» **Exercise description**: Exactly reproduce the lines from the one holding "the green stem" through the final line of the listing below, with both ends included and nothing else.

Stored records:
——————

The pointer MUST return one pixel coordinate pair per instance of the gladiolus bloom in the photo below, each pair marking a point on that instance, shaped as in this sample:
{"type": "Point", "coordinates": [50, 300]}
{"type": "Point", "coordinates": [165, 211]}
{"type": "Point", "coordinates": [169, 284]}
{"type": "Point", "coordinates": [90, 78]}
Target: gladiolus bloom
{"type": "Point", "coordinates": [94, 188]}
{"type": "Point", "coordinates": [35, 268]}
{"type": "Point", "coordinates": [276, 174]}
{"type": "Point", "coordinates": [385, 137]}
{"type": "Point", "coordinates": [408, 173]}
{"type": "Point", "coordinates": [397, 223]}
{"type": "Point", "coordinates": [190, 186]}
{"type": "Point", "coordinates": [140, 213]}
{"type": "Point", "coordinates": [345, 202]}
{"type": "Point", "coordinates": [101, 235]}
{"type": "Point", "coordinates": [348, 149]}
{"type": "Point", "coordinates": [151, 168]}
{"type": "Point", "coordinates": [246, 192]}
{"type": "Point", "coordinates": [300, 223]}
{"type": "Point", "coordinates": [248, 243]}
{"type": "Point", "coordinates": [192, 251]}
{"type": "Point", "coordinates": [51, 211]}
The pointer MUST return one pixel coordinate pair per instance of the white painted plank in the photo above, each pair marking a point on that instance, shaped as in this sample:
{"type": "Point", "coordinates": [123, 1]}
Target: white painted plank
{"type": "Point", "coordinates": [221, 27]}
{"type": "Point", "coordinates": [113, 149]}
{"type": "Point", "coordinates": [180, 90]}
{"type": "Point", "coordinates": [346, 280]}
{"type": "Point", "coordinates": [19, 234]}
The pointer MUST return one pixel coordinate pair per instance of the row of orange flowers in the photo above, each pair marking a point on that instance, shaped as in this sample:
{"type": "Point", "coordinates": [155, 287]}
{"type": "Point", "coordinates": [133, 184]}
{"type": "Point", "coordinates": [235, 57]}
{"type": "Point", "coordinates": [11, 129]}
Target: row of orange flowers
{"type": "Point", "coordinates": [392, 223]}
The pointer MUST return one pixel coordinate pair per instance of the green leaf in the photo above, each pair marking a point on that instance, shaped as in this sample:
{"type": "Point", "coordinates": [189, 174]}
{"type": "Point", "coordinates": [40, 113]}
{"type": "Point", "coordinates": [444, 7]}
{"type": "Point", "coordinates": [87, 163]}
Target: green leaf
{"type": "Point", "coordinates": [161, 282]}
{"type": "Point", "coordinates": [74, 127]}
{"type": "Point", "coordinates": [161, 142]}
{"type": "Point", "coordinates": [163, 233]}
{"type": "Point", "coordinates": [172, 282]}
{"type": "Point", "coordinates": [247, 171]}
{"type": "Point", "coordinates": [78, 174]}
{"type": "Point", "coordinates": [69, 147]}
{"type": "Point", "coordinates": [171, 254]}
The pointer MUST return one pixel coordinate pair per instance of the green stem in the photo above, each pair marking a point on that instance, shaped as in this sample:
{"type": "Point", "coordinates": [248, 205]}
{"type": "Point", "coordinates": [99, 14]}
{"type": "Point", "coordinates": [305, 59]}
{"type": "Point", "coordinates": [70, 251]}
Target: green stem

——————

» **Task response**:
The pointer MUST return one pixel coordinate pair per instance of the green stem in the photo above, each pair marking a point on that instance, shaped as in this sample:
{"type": "Point", "coordinates": [248, 205]}
{"type": "Point", "coordinates": [99, 14]}
{"type": "Point", "coordinates": [305, 59]}
{"type": "Point", "coordinates": [70, 251]}
Target: green stem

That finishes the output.